- **WHAT TO PRODUCE**:
Edit the listing below by replacing "single marker" with "one marker" everywhere it occurs. Leave everything else unchanged.

- **Entries from a data source**:
++++
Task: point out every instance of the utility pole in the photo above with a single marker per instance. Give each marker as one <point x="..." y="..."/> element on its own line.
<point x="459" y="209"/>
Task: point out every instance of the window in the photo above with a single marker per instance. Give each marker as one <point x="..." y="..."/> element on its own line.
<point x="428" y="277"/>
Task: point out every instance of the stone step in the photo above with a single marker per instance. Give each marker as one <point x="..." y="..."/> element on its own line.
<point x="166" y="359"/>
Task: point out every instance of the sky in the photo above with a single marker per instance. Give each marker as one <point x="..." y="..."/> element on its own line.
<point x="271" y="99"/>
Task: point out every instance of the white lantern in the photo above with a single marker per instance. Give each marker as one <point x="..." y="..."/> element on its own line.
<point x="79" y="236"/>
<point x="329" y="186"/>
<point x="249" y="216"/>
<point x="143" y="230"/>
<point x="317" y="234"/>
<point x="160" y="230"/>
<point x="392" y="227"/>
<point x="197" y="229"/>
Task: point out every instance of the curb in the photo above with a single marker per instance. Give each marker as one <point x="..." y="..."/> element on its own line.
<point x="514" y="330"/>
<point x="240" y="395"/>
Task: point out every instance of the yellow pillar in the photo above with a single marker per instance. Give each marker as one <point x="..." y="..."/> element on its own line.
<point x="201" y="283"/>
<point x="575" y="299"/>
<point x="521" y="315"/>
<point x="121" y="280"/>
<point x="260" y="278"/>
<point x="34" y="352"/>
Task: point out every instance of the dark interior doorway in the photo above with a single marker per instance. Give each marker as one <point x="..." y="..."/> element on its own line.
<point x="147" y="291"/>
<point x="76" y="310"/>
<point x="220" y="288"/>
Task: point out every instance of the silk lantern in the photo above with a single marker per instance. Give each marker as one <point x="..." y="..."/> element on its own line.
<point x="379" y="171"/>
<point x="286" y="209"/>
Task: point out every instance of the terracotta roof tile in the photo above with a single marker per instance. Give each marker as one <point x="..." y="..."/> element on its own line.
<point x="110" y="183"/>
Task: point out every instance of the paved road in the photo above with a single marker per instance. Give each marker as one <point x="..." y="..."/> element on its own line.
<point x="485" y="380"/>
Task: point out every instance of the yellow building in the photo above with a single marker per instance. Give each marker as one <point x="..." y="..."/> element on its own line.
++++
- **ANSWER TO THE PROBLEM**:
Task: point out every instance of the utility pole in the photo above with a one marker per instance. Give each marker as one <point x="..." y="..."/> element on its own line.
<point x="459" y="209"/>
Task: point out every instance of the window in the photo above with a one marker per instance. Give each marker as one <point x="..." y="..."/> element on its own line.
<point x="428" y="277"/>
Task: point out every instance of the stone step in the photo above with a one marker per instance. Give each marker as one <point x="..." y="..."/> element on its own line.
<point x="166" y="359"/>
Task: point out every instance of the sky in the photo above with a one marker per instance. Give each marker as one <point x="..." y="..."/> element on its own line.
<point x="271" y="99"/>
Task: point out every instance of the white lantern in the photo above with a one marker per instance. Give each marker as one <point x="..." y="..."/> element on its own line.
<point x="79" y="236"/>
<point x="329" y="186"/>
<point x="249" y="216"/>
<point x="143" y="230"/>
<point x="317" y="234"/>
<point x="160" y="230"/>
<point x="392" y="227"/>
<point x="197" y="229"/>
Task: point out every instance of the curb in the photo above with a one marker per instance. Give each marker as one <point x="..." y="..."/> element on its own line.
<point x="514" y="330"/>
<point x="240" y="395"/>
Task: point out every instance of the yellow pillar in the photo above with a one marker per instance. Give each marker as one <point x="..." y="..."/> element on its own line.
<point x="201" y="283"/>
<point x="575" y="299"/>
<point x="521" y="315"/>
<point x="121" y="280"/>
<point x="260" y="278"/>
<point x="34" y="352"/>
Task: point out every instance of the dark interior doorway in the photo above with a one marker per instance. Give each marker as one <point x="..." y="..."/> element on its own line.
<point x="147" y="291"/>
<point x="76" y="310"/>
<point x="220" y="288"/>
Task: point out every instance of the silk lantern in the photo above with a one marker per instance. Give each marker as one <point x="..." y="..."/> element on its own line.
<point x="379" y="171"/>
<point x="286" y="209"/>
Task: point out every instance of the terracotta roof tile in the photo above with a one marker per instance. Give each marker as one <point x="..." y="..."/> element on its own line.
<point x="110" y="183"/>
Task: point out every instance of the paved road in the photo above with a one marker per instance. Give each marker as one <point x="..." y="..."/> element on its own line.
<point x="485" y="380"/>
Task: point out every instance of the yellow building in the photo above with a one marker per instance. Give each marker as one <point x="..." y="..."/> element on its own line.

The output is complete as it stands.